→ GOAL:
Repeat exactly, and only, the lines from the one containing "Practice step: point at the wing winglet" through the end of the records.
— Start MATERIAL SHOWN —
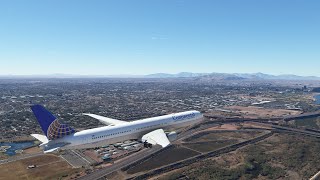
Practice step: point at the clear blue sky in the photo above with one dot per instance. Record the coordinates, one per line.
(109, 37)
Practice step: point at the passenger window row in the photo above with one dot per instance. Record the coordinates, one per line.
(98, 137)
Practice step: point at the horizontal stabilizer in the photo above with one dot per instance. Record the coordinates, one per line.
(156, 137)
(40, 137)
(51, 150)
(53, 147)
(105, 120)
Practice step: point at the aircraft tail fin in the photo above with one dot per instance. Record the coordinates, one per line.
(50, 125)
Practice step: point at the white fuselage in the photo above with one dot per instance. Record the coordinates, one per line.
(130, 130)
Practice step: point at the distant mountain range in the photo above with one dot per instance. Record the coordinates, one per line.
(234, 76)
(209, 76)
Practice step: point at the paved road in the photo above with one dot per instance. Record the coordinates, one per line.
(121, 163)
(75, 159)
(16, 158)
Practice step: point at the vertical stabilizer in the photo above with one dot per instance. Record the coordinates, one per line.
(50, 125)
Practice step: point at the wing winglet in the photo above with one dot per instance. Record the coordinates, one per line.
(156, 137)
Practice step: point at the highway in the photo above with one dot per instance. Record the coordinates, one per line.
(121, 163)
(185, 162)
(20, 157)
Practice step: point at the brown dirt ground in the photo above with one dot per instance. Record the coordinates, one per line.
(258, 112)
(48, 167)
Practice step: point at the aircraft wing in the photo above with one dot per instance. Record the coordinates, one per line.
(105, 120)
(156, 137)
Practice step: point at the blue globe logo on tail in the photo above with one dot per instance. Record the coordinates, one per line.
(50, 125)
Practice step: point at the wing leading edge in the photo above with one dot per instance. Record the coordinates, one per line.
(156, 137)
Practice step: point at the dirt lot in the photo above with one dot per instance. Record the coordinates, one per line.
(280, 156)
(218, 136)
(48, 167)
(166, 157)
(258, 112)
(224, 127)
(32, 150)
(210, 145)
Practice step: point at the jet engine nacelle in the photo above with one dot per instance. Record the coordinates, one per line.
(172, 135)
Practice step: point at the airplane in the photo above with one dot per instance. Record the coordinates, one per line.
(150, 131)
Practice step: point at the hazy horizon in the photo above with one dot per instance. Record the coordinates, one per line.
(126, 37)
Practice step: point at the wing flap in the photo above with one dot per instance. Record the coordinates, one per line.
— End MATERIAL SHOWN —
→ FULL ANSWER:
Practice step: point at the wing winglet in the photo above with one dot per instance. Record the coordinates, one per line.
(156, 137)
Practice step: point at the highway in the photo above with one dot per instance. Record the coordinates, one per line.
(121, 163)
(185, 162)
(20, 157)
Practice step: point at the brown dirt ground in the photo above with one dot per instance. Record the coordinates, one per line.
(258, 112)
(48, 167)
Practice step: point at the aircraft wing in the photo above with one dot per instance. Record the coordinates, one per line.
(105, 120)
(156, 137)
Practice step: point at the blue globe logo on tail in the photo above with one dot per instance. Record the coordinates, one per line.
(50, 125)
Practice step: point at the wing leading edge in the photo above with one dot per instance. Record the coordinates, one per line.
(156, 137)
Practice step: point at the dirt lot in the photo above with one dot per instance. Record the coordinates, one per line.
(280, 156)
(218, 136)
(48, 167)
(166, 157)
(258, 112)
(224, 127)
(32, 150)
(210, 145)
Practice step: point at the jet engine nacelle in the photo above with one dot per instance. Record the coordinates, one per line.
(172, 135)
Practice step: point at the airplane in the photo above with one dot per instance. Record the coordinates, one per line.
(150, 131)
Practice step: point at the hazy horizon in the photo above with one dot per instance. Record the coordinates, one per line.
(126, 37)
Practice step: point at the wing flap in the photo above with one dot per instance. Record the coordinates, one per line.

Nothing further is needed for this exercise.